### ACTION ITEM:
Make an exact copy of all the entries below, with the pictures left out.

### EXTRACTED ENTRIES:
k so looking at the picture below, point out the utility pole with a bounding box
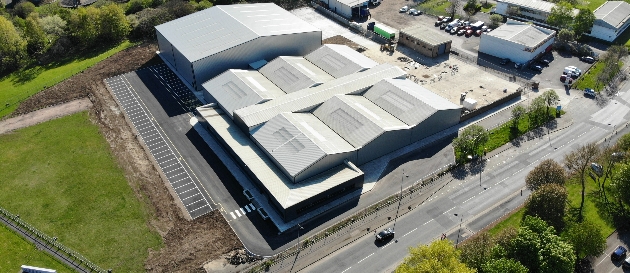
[289,223,304,273]
[393,170,406,232]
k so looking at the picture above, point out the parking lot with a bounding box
[593,230,630,273]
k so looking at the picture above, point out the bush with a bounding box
[131,8,173,39]
[14,1,36,19]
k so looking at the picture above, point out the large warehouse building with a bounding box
[479,20,555,64]
[196,44,461,221]
[589,1,630,42]
[155,3,322,91]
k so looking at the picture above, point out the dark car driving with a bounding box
[375,228,395,241]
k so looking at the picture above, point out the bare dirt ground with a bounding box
[9,43,242,272]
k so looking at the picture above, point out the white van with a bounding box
[566,66,582,74]
[564,67,580,76]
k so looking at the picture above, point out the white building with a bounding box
[495,0,578,25]
[590,1,630,42]
[479,20,555,64]
[155,3,321,90]
[321,0,368,19]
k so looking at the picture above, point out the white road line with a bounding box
[249,203,256,210]
[358,253,374,264]
[341,267,352,273]
[244,205,251,213]
[235,210,242,217]
[230,212,236,219]
[240,208,246,214]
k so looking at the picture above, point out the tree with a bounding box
[507,6,520,17]
[24,15,49,56]
[564,142,600,222]
[447,0,462,19]
[542,89,560,119]
[489,14,503,28]
[40,15,67,38]
[14,1,36,19]
[131,7,174,39]
[100,4,130,41]
[507,216,575,273]
[524,184,568,230]
[547,2,574,29]
[528,96,547,127]
[557,29,575,44]
[68,6,101,46]
[459,232,494,271]
[464,0,478,15]
[396,239,475,273]
[126,0,145,15]
[573,8,595,38]
[618,132,630,152]
[482,258,528,273]
[563,220,606,258]
[0,16,27,74]
[611,162,630,208]
[453,124,489,160]
[526,159,566,191]
[511,105,526,128]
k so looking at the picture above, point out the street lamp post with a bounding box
[289,223,304,273]
[393,170,407,232]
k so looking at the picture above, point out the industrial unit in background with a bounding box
[399,25,452,57]
[479,20,555,64]
[155,3,322,91]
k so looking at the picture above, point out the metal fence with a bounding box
[0,206,107,273]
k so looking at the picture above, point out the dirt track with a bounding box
[11,43,242,272]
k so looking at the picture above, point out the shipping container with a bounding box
[374,23,396,40]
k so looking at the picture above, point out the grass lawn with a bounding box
[0,111,162,272]
[0,41,136,119]
[565,178,616,236]
[418,0,453,17]
[480,4,494,13]
[574,61,623,91]
[488,207,524,236]
[581,0,606,12]
[0,224,73,273]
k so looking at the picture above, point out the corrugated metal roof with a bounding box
[155,3,320,62]
[202,69,285,118]
[234,63,407,130]
[259,56,335,93]
[498,0,557,13]
[594,1,630,29]
[197,106,362,209]
[363,79,460,126]
[335,0,366,7]
[314,95,408,148]
[400,25,452,47]
[487,21,555,48]
[252,112,355,179]
[305,44,379,78]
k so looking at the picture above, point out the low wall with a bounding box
[460,90,522,122]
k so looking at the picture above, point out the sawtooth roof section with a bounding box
[197,106,363,209]
[487,21,555,48]
[259,56,335,93]
[363,79,461,126]
[305,44,379,78]
[234,63,407,130]
[155,3,320,62]
[202,69,286,118]
[594,1,630,29]
[313,95,408,148]
[251,112,355,179]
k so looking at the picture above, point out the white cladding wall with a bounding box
[410,109,460,142]
[590,25,618,41]
[479,34,554,64]
[157,31,175,66]
[495,1,549,21]
[192,33,321,90]
[173,47,195,88]
[328,0,353,18]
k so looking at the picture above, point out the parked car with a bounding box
[515,63,523,69]
[529,65,543,71]
[539,58,551,66]
[376,228,395,241]
[612,246,627,260]
[465,29,474,37]
[409,9,421,15]
[623,257,630,268]
[450,27,459,34]
[463,21,470,26]
[475,30,482,36]
[440,23,447,29]
[481,26,488,32]
[584,88,596,97]
[457,29,466,35]
[560,74,567,82]
[442,16,452,23]
[438,15,444,21]
[435,20,442,26]
[400,6,409,12]
[499,58,509,65]
[581,56,595,63]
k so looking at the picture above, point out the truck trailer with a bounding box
[373,23,396,40]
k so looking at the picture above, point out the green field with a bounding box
[0,41,135,119]
[574,61,623,91]
[417,0,453,17]
[488,207,524,235]
[0,112,162,272]
[0,224,73,273]
[565,177,616,236]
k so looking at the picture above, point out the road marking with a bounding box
[244,205,251,213]
[240,208,246,214]
[341,267,352,273]
[235,210,241,217]
[230,212,236,219]
[357,253,374,264]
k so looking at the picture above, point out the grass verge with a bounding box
[418,0,452,17]
[574,61,623,91]
[0,111,162,272]
[565,177,615,236]
[0,41,136,119]
[0,224,73,273]
[487,207,524,236]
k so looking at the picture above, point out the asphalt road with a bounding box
[593,231,630,273]
[302,80,629,273]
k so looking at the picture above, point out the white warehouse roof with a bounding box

### ANSWER BOX:
k so looking at the picture below, point out the utility pole with a bounding box
[289,223,304,273]
[393,170,406,232]
k so looking at the picture above, point out the parking lot with a bounding box
[593,230,630,273]
k so looking at the picture above, point out the bush with a bounding box
[131,8,173,39]
[14,1,36,19]
k so looking at the picture above, point out the large warehouse building with a bounding box
[479,20,555,64]
[196,44,461,221]
[589,1,630,42]
[155,3,322,91]
k so looking at the picture above, point out the dark car driving with a bounding box
[375,228,395,241]
k so looking at the picture above, point out the bare dirt ground with a bounding box
[9,43,242,272]
k so looking at the picture above, point out the white van with a bounding box
[566,66,582,74]
[564,67,580,76]
k so looking at the picture above, point out the white building with a bounding box
[495,0,578,25]
[590,1,630,42]
[479,20,555,64]
[155,3,321,90]
[321,0,368,19]
k so looking at the picture above, point out the white road line with a bounding box
[249,203,256,210]
[358,253,374,264]
[341,267,352,273]
[244,205,251,213]
[235,210,242,217]
[230,212,236,219]
[240,208,246,214]
k so looking at the picture above, point out the tree with a bounding box
[507,6,520,17]
[24,15,49,56]
[564,142,600,222]
[447,0,462,19]
[542,89,560,119]
[489,14,503,28]
[40,15,67,38]
[14,1,36,19]
[131,7,174,39]
[100,4,130,41]
[507,216,575,273]
[524,184,568,230]
[547,2,574,29]
[528,96,547,127]
[557,29,575,44]
[68,6,101,46]
[459,232,494,271]
[464,0,478,15]
[396,239,475,273]
[126,0,145,15]
[573,8,595,38]
[618,132,630,152]
[482,258,528,273]
[563,220,606,258]
[0,16,27,74]
[611,162,630,208]
[453,124,489,160]
[526,159,566,191]
[511,105,526,128]
k so looking at the picture above, point out the street lamp post with a bounding box
[289,223,304,273]
[393,170,407,232]
k so looking at the picture above, point out the industrial unit in background with a bounding box
[399,25,452,57]
[479,20,555,64]
[155,3,322,91]
k so looking at the picture above, point out the metal fence with a bounding box
[0,206,107,273]
k so looking at the picture above, point out the dirt track with a bounding box
[11,43,242,272]
k so looking at the picture above, point out the shipping container with a bounding box
[374,23,396,40]
k so looking at the picture above, point out the grass lawn with a bounding box
[0,111,162,272]
[0,41,136,119]
[565,178,616,236]
[418,0,453,17]
[480,4,494,13]
[574,61,623,91]
[488,207,524,236]
[581,0,606,12]
[0,224,73,273]
k so looking at the picture above, point out the corrugated metal roof with a bounding box
[155,3,320,62]
[202,69,285,118]
[234,63,407,130]
[259,56,335,93]
[498,0,557,13]
[594,1,630,29]
[197,106,362,209]
[363,79,460,126]
[335,0,366,7]
[314,95,408,148]
[400,25,452,47]
[487,21,555,48]
[252,112,355,179]
[305,44,379,78]
k so looking at the picture above, point out the low wall with a bounding box
[460,90,522,122]
k so looking at the picture above, point out the sawtooth roof section with a bounding box
[197,106,363,209]
[487,21,555,48]
[259,56,335,93]
[363,79,461,126]
[305,44,379,78]
[234,63,407,130]
[155,3,320,62]
[202,69,286,118]
[594,1,630,29]
[313,95,408,148]
[251,112,355,179]
k so looking at the picture above, point out the white cladding wall with a bounding box
[410,109,460,142]
[590,25,618,41]
[479,34,554,64]
[157,31,175,66]
[495,1,549,21]
[192,33,321,90]
[173,47,195,88]
[328,0,353,18]
k so looking at the picture above, point out the parked car with a bounding box
[515,63,523,69]
[529,65,543,71]
[539,58,551,66]
[376,228,395,241]
[612,246,627,260]
[465,29,474,37]
[409,9,421,15]
[623,257,630,268]
[450,27,459,34]
[463,21,470,26]
[475,30,482,36]
[440,23,447,29]
[481,26,488,32]
[584,88,596,97]
[457,29,466,35]
[560,74,567,82]
[442,16,452,23]
[438,15,444,21]
[435,20,442,26]
[400,6,409,12]
[499,58,509,65]
[581,56,595,63]
k so looking at the picture above, point out the truck trailer with a bounding box
[373,23,396,40]
k so looking at the picture above, point out the green field with a bounding box
[0,41,135,119]
[574,61,623,91]
[417,0,453,17]
[488,207,524,235]
[0,112,162,272]
[0,224,73,273]
[565,177,616,236]
k so looking at the picture above, point out the road marking with a bounding box
[244,205,251,213]
[240,208,246,214]
[341,267,352,273]
[235,210,241,217]
[230,212,236,219]
[357,253,374,264]
k so looking at the picture above, point out the grass verge with a bounding box
[418,0,452,17]
[574,61,623,91]
[0,111,162,272]
[565,177,615,236]
[0,41,136,119]
[0,224,73,273]
[487,207,524,236]
k so looking at the picture above, point out the asphalt road with a bounding box
[593,231,630,273]
[302,80,629,273]
k so looking at the picture above, point out the white warehouse roof with a bounding box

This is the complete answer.